INFORMATION PROVIDED:
____________
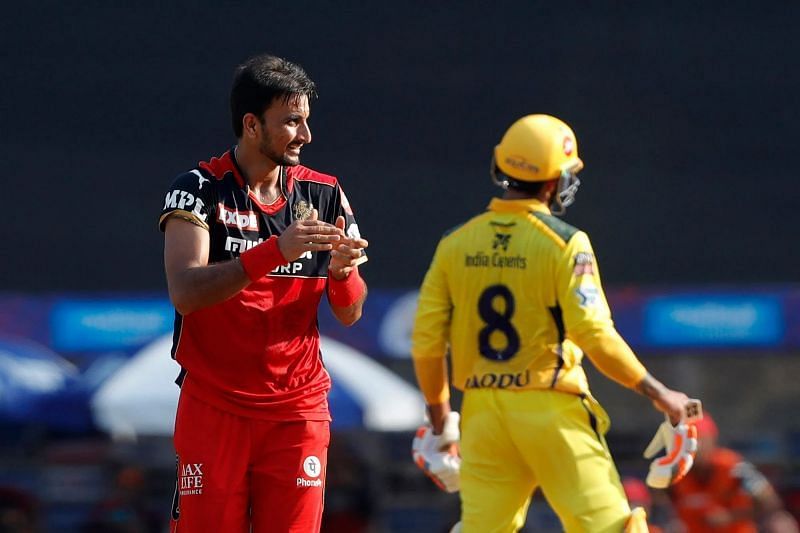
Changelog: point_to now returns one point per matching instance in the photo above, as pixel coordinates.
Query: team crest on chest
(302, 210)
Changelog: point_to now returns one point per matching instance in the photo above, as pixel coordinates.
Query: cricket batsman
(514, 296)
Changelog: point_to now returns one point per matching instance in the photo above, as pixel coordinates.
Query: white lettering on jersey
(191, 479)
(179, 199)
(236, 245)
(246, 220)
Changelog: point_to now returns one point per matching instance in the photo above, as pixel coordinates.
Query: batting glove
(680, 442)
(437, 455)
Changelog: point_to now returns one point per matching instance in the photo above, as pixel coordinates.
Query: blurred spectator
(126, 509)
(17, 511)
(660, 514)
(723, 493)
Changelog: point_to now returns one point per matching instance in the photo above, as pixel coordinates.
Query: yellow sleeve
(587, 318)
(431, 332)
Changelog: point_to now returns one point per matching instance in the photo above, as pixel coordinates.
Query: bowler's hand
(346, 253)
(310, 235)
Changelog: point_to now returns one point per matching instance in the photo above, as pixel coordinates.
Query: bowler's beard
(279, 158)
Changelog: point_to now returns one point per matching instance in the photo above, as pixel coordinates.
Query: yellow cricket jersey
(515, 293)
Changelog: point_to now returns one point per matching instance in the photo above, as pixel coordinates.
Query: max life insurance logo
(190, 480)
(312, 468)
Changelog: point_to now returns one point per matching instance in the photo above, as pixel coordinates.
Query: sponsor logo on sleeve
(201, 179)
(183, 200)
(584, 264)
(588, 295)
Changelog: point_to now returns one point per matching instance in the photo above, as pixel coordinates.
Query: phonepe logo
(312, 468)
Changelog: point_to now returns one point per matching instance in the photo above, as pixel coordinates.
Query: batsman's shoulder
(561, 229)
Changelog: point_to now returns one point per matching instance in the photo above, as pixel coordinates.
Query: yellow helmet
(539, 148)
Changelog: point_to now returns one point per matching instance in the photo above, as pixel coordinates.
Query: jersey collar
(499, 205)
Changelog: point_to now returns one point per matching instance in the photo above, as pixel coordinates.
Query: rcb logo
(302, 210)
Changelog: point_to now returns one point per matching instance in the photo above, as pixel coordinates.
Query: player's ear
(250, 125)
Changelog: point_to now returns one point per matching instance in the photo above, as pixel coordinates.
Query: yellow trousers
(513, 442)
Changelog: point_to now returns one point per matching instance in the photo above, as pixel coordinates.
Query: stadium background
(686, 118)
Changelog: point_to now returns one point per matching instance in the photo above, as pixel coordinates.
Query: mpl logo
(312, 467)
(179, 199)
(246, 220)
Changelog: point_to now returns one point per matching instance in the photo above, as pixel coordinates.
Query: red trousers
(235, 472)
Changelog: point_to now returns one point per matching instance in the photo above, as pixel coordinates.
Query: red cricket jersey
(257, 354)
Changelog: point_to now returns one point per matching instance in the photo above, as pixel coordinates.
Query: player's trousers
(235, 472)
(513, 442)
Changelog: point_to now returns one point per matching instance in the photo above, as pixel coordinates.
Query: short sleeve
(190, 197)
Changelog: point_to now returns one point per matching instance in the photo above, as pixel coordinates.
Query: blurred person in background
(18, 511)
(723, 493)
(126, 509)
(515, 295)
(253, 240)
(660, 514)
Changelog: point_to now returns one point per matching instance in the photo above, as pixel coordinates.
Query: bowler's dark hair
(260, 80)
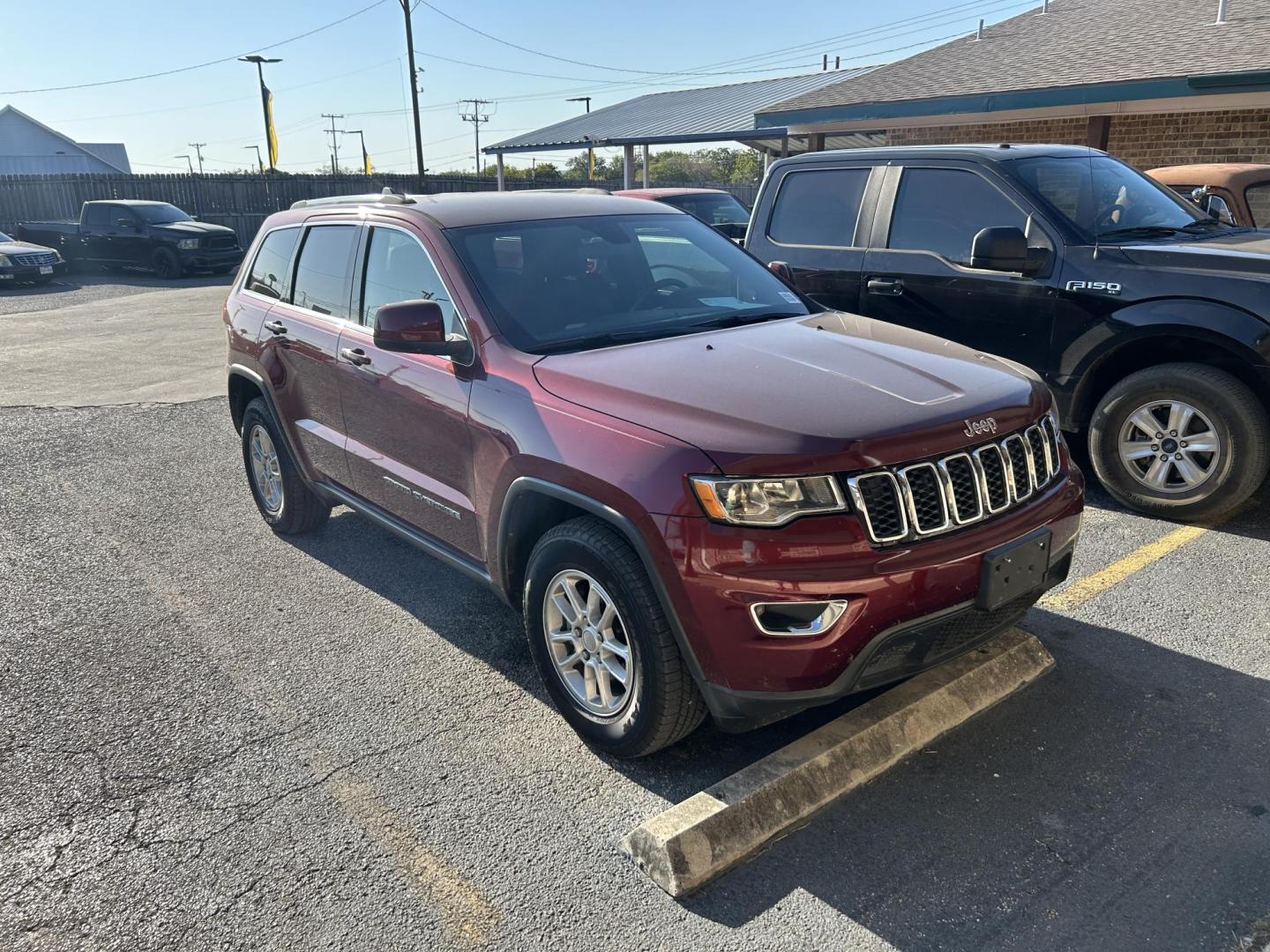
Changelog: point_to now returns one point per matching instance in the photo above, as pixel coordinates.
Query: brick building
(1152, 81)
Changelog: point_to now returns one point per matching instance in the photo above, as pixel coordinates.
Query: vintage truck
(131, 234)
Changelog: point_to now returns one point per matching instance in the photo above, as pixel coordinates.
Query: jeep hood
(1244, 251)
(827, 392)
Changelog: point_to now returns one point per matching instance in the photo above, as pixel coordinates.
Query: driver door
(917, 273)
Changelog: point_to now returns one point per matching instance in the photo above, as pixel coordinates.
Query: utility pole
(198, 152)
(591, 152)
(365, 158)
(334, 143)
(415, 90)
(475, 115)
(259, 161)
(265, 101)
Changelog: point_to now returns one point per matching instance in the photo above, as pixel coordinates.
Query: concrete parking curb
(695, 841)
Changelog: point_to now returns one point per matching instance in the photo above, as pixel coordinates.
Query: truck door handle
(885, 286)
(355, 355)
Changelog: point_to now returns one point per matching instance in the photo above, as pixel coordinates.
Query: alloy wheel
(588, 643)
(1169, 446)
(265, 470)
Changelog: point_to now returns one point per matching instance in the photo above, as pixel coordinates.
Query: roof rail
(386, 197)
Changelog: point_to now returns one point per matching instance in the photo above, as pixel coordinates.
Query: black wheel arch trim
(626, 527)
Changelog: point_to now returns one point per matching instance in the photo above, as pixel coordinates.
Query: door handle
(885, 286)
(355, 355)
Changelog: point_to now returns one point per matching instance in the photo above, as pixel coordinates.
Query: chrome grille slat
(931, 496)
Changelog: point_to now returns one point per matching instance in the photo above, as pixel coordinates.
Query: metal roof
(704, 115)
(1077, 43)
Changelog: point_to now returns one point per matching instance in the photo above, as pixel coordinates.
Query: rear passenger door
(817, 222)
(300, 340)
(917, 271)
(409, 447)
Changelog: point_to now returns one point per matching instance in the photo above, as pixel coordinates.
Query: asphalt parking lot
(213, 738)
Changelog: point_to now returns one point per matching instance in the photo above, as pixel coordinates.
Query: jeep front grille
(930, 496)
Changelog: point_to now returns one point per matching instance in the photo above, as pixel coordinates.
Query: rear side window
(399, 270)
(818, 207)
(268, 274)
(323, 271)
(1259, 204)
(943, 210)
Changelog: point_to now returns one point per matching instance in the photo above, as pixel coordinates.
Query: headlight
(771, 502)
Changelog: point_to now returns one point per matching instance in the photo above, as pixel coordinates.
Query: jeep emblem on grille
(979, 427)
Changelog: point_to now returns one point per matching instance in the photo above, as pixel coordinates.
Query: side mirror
____________
DIRECTION: How many lines in the listing above contain the string "yellow"? Case counts, so match capital and small letters exactly. Give only the number.

RESULT: 4